== Source text ==
start
And yet on its own terms, the CfD programme is insufficient for creating and coordinating investment in clean energy generation. The scheme’s reverse auction process only indirectly sets an overall target for energy generation capacity. This is to be achieved each round, without a mechanism to set a floor for energy generation capacity, nor to coordinate system-wide sequencing of the renewable projects needed. Moreover, precisely in relying on an ex ante fixed price to induce private investment, this regime is highly sensitive to ex post changes in circumstance, which poses key tensions.  

First, it is difficult to respond flexibly to external shocks when relying on private profit-seeking investors whose fixed capital investment decisions are dependent on assurances given long before. An approach which sets electricity prices based on average actual costs, as we argue a public enterprise like Great British Energy (GBE) could do, would allow for greater resilience of investment, especially during periods of turbulence, which further climate destabilisation and geopolitical volatility are likely to bring.

Second, in the middle of a cost-of-living crisis, there is a tension between maintaining profitability of both private generation and private production in the supply chain while pushing for the lowest possible consumer costs of generation through contract auction models, leaving the sector vulnerable to shocks.  The fragmented allocation process has foisted risk onto the wind turbine manufacturers who, from a strategic perspective, are most in need of guarantees from the state.
end
== Instructions ==
**a.** In the passage on the CfD program, who has had risk foisted onto them by the fragmented allocation process?
**b.** Transcribe the passage on the CfD program from the words "Second, in the" to the words "from the state.".
The records that come next are not needed for the work on this page.

== Items ==
start
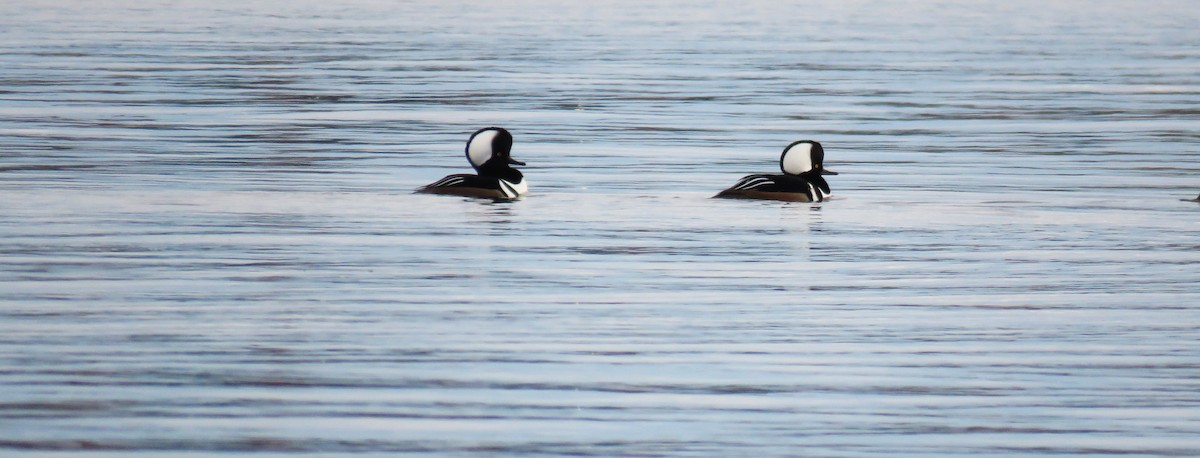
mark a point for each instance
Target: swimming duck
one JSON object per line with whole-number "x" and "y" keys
{"x": 801, "y": 181}
{"x": 489, "y": 150}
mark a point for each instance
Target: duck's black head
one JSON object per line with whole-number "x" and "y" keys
{"x": 804, "y": 157}
{"x": 490, "y": 151}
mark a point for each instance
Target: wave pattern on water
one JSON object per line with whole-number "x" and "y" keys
{"x": 209, "y": 243}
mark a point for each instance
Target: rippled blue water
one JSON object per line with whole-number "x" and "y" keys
{"x": 209, "y": 242}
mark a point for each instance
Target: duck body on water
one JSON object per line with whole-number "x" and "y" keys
{"x": 490, "y": 152}
{"x": 490, "y": 149}
{"x": 802, "y": 179}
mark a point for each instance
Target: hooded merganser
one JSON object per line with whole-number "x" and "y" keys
{"x": 801, "y": 181}
{"x": 489, "y": 151}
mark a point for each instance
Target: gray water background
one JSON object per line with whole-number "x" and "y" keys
{"x": 209, "y": 245}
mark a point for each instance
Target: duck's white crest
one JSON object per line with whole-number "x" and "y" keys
{"x": 479, "y": 151}
{"x": 798, "y": 158}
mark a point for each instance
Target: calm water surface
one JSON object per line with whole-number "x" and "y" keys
{"x": 209, "y": 243}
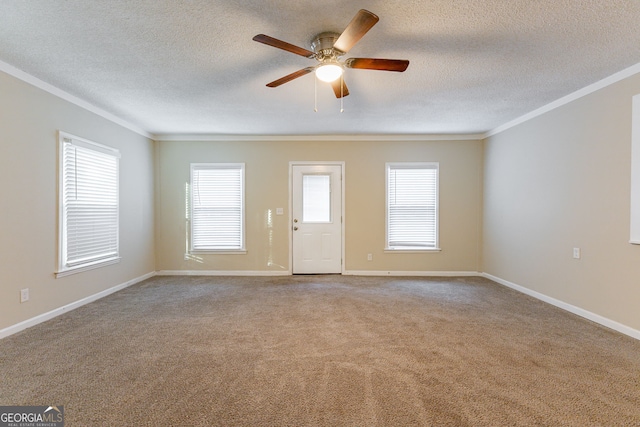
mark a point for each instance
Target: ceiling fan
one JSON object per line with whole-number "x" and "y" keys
{"x": 329, "y": 47}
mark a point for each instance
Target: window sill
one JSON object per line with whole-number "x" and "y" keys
{"x": 85, "y": 267}
{"x": 411, "y": 251}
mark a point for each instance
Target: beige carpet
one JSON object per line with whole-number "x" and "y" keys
{"x": 323, "y": 350}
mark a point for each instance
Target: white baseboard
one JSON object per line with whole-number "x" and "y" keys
{"x": 222, "y": 273}
{"x": 60, "y": 310}
{"x": 611, "y": 324}
{"x": 410, "y": 273}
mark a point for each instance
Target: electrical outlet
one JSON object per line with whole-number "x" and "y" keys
{"x": 576, "y": 253}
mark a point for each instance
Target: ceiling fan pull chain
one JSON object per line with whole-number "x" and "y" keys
{"x": 341, "y": 93}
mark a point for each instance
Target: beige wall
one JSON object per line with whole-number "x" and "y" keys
{"x": 29, "y": 121}
{"x": 559, "y": 181}
{"x": 267, "y": 188}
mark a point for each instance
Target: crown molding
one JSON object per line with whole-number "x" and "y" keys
{"x": 34, "y": 81}
{"x": 310, "y": 138}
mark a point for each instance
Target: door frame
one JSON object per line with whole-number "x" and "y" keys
{"x": 342, "y": 211}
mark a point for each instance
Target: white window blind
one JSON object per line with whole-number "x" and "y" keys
{"x": 412, "y": 206}
{"x": 217, "y": 207}
{"x": 89, "y": 204}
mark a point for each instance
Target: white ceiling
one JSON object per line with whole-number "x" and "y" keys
{"x": 190, "y": 67}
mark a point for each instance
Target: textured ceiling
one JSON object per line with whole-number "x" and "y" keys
{"x": 189, "y": 67}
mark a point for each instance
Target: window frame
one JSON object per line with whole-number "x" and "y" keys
{"x": 65, "y": 266}
{"x": 413, "y": 249}
{"x": 190, "y": 210}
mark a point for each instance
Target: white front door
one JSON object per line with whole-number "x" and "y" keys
{"x": 317, "y": 218}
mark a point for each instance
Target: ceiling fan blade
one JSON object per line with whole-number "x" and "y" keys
{"x": 377, "y": 64}
{"x": 338, "y": 90}
{"x": 270, "y": 41}
{"x": 290, "y": 77}
{"x": 358, "y": 27}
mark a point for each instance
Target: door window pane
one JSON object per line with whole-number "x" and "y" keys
{"x": 316, "y": 198}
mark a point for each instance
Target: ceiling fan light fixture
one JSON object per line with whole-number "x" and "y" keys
{"x": 329, "y": 72}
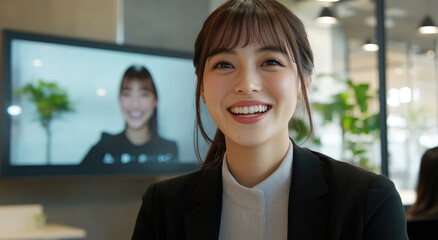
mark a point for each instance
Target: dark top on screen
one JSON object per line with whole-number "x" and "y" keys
{"x": 118, "y": 150}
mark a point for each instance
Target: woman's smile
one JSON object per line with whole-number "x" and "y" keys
{"x": 251, "y": 92}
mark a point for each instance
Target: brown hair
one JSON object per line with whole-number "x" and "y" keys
{"x": 426, "y": 203}
{"x": 264, "y": 21}
{"x": 141, "y": 74}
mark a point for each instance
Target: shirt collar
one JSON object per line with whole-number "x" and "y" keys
{"x": 269, "y": 190}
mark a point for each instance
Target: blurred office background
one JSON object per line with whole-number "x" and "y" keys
{"x": 106, "y": 207}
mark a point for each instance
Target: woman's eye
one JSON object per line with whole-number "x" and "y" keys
{"x": 126, "y": 94}
{"x": 223, "y": 65}
{"x": 145, "y": 94}
{"x": 271, "y": 62}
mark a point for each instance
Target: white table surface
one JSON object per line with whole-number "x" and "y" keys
{"x": 50, "y": 231}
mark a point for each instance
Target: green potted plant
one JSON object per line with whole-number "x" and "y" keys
{"x": 360, "y": 126}
{"x": 50, "y": 101}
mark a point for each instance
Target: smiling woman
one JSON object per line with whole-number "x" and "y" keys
{"x": 140, "y": 142}
{"x": 253, "y": 64}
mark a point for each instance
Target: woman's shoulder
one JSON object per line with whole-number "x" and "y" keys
{"x": 164, "y": 141}
{"x": 184, "y": 185}
{"x": 346, "y": 176}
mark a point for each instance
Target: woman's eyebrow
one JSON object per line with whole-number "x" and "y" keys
{"x": 221, "y": 51}
{"x": 270, "y": 49}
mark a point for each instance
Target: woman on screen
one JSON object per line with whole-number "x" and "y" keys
{"x": 253, "y": 64}
{"x": 139, "y": 143}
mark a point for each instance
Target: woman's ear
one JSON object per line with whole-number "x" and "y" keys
{"x": 202, "y": 95}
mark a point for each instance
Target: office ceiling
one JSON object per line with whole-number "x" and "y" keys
{"x": 357, "y": 19}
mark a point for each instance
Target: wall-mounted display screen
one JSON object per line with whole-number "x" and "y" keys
{"x": 75, "y": 107}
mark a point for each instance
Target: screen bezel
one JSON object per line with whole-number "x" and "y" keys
{"x": 7, "y": 170}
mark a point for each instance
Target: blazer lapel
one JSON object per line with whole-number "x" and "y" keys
{"x": 203, "y": 222}
{"x": 308, "y": 212}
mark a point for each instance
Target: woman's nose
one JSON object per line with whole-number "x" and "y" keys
{"x": 247, "y": 81}
{"x": 135, "y": 101}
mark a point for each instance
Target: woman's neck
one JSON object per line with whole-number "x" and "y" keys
{"x": 251, "y": 165}
{"x": 138, "y": 136}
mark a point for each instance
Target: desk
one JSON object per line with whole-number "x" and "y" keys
{"x": 50, "y": 231}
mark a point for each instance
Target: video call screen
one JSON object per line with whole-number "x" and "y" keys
{"x": 43, "y": 136}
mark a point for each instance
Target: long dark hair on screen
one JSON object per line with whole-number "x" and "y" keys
{"x": 426, "y": 203}
{"x": 141, "y": 74}
{"x": 263, "y": 21}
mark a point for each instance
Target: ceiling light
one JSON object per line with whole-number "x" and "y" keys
{"x": 370, "y": 46}
{"x": 326, "y": 17}
{"x": 427, "y": 26}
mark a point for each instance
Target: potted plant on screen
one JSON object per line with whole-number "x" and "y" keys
{"x": 50, "y": 101}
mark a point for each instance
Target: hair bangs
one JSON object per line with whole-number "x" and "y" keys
{"x": 240, "y": 28}
{"x": 145, "y": 83}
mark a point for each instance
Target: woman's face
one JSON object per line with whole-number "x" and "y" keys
{"x": 138, "y": 104}
{"x": 251, "y": 93}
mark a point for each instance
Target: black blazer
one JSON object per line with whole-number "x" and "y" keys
{"x": 328, "y": 200}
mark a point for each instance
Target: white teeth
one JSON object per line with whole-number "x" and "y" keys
{"x": 135, "y": 114}
{"x": 249, "y": 110}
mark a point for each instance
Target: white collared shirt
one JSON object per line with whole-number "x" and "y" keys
{"x": 259, "y": 212}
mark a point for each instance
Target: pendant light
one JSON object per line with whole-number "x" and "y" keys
{"x": 326, "y": 17}
{"x": 369, "y": 46}
{"x": 428, "y": 26}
end
== Task solutions ==
**a.** The wind turbine manufacturers.

**b.**
Second, in the middle of a cost-of-living crisis, there is a tension between maintaining profitability of both private generation and private production in the supply chain while pushing for the lowest possible consumer costs of generation through contract auction models, leaving the sector vulnerable to shocks.  The fragmented allocation process has foisted risk onto the wind turbine manufacturers who, from a strategic perspective, are most in need of guarantees from the state.